*WORK REQUIRED*. The entries shown next need to be written again word for word.

>>>>

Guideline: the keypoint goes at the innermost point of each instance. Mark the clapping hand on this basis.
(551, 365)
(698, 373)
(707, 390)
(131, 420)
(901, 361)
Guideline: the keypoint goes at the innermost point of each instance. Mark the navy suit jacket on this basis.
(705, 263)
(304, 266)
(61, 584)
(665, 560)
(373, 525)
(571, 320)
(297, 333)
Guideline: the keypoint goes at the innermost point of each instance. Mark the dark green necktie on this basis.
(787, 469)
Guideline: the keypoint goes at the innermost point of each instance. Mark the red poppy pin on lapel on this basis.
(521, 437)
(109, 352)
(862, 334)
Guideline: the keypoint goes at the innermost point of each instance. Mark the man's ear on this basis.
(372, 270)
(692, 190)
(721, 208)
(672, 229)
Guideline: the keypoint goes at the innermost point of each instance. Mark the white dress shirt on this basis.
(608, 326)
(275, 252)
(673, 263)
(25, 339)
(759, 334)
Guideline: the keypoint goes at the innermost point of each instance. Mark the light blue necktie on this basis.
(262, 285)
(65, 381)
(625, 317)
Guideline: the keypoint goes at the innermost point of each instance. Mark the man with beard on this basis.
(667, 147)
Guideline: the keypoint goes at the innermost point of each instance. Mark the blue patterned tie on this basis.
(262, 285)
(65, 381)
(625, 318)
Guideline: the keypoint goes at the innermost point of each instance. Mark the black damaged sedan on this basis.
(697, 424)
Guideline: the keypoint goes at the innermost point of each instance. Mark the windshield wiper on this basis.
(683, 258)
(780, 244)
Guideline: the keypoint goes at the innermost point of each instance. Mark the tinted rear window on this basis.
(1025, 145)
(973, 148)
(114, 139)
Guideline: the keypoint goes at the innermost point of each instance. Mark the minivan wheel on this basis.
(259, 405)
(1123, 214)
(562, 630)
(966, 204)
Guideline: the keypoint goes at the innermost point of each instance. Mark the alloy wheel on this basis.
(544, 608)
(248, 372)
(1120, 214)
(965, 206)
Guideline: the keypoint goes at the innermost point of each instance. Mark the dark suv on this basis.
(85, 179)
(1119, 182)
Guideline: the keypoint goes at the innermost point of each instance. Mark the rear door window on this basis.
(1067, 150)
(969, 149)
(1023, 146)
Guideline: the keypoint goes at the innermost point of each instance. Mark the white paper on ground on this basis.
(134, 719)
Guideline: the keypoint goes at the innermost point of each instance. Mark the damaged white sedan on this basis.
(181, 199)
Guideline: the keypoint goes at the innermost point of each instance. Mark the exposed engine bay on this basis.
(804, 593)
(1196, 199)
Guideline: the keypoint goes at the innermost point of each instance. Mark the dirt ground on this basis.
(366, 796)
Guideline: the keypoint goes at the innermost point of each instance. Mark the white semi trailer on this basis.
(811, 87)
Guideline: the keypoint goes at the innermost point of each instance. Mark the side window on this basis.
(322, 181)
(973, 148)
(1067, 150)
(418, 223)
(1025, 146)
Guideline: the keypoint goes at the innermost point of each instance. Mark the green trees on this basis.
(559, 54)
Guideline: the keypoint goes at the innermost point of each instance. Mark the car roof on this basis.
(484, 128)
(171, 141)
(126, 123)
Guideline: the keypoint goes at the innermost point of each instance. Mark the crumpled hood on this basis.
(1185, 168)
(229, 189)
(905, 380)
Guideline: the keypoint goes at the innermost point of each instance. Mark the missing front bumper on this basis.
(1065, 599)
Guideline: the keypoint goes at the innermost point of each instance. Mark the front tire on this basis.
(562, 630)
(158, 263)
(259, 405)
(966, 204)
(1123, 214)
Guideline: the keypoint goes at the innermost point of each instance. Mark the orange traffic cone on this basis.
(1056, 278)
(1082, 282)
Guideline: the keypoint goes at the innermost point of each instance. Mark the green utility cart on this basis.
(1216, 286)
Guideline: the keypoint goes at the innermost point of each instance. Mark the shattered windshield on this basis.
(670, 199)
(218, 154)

<<<<

*RESPONSE TO THIS EXERCISE*.
Guideline: the keypoint goes at the innermost point of each instance. Mark the clapping hand on this basis.
(551, 365)
(698, 373)
(707, 390)
(131, 420)
(901, 361)
Guideline: the keypoint goes at the innermost point of each instance. Mark the navy suit jacket on this basis.
(705, 263)
(304, 266)
(61, 584)
(665, 560)
(373, 525)
(571, 320)
(297, 333)
Guideline: the keypoint goes at the innermost point of each instance. Mark the dark green necktie on this basis.
(787, 469)
Guideline: the keypoint goes at the innermost point of each instance. Mark the red poppy pin on lapel on this basis.
(521, 437)
(109, 352)
(862, 334)
Guideline: the keypoint goes at the innermost point of each instance. Mark the man's ear on this basis.
(372, 270)
(692, 190)
(721, 208)
(672, 229)
Guideline: the keypoint goes at the innermost point of each instance. Mark the white dress shirt on this basis.
(608, 326)
(275, 252)
(673, 263)
(25, 339)
(759, 334)
Guideline: the keypoint goes at the innermost point of each instance. Mark the light blue necktie on this basis.
(262, 285)
(65, 381)
(625, 317)
Guideline: the keypoint goes at the innermost point of each instance. Mark the man with beard on this basis.
(667, 147)
Guideline: the keypoint goes at the innermost point of each instance. Mark the blue patterned tie on this basis.
(262, 285)
(65, 381)
(625, 318)
Guideline: the keypoint goes at the innermost point of each instance. Mark the black damaged sedan on this basis.
(697, 424)
Guideline: the keypoint goes at the innermost point of each instance. Mark the windshield wiper on this basis.
(683, 258)
(780, 244)
Guideline: the keypoint goes at the innermost point of each instance. Mark the tinted rear window on this basis.
(1025, 145)
(973, 148)
(114, 139)
Guideline: the keypoint goes at the innermost point of each instance. Mark the minivan wheel on this basis.
(259, 405)
(1123, 214)
(562, 630)
(966, 204)
Guideline: the keypoint goes at the innermost point of each instance. Mark the alloy wheel on this basis.
(544, 608)
(248, 372)
(1120, 214)
(965, 206)
Guideline: the keypoint goes at the innermost point of each instance. Mark the dark suv on this basis.
(85, 179)
(1119, 182)
Guideline: the keypoint goes at the innermost point of each instance. Mark the rear door window on this basis.
(1067, 150)
(969, 149)
(1023, 146)
Guideline: the keypoint goes at the innermost point of each instance. Mark the white paper on ground on this basis.
(134, 719)
Guideline: the keypoint goes at the innermost point of each instance. Mark the damaged white sedan on this basis.
(181, 199)
Guideline: the keypoint goes at the innermost point of each instance. Mark the exposed engine bay on this basis.
(804, 593)
(1196, 199)
Guideline: the keypoint goes at the innermost point of each instance. Mark the dirt ground on this basis.
(366, 796)
Guideline: the keypoint goes at the innermost point of each instance. Mark the white semi trailer on this basis.
(811, 87)
Guideline: the keypoint goes at the innermost point of each instance. Mark the side window on this basis.
(322, 181)
(973, 148)
(1067, 150)
(418, 223)
(1025, 146)
Guideline: the keypoint goes at the innermost point of each instance. Mark the green trees on this basis.
(559, 54)
Guideline: the keypoint goes at the innermost point of each instance. Mark the car roof on this basis.
(484, 128)
(171, 141)
(126, 123)
Guideline: the keypoint goes at the innermost point of each instance. Mark the crumpled hood on this basis.
(1185, 168)
(229, 189)
(905, 380)
Guideline: the keypoint goes at the innermost point of each instance. Mark the missing front bumper on this basis.
(1065, 599)
Guideline: the keypoint goes at the innermost point of each instance. Mark the front tire on this basis.
(562, 630)
(158, 263)
(259, 405)
(966, 204)
(1123, 214)
Guideline: the keypoint goes at the innermost point of each instance. Mark the orange traffic cone on this basis.
(1056, 278)
(1082, 282)
Guideline: the keypoint goes at the innermost point of each instance. Mark the green utility cart on this basis.
(1216, 286)
Guideline: the keypoint goes at the innermost point of each instance. Mark the shattered windshield on this basis.
(670, 199)
(218, 154)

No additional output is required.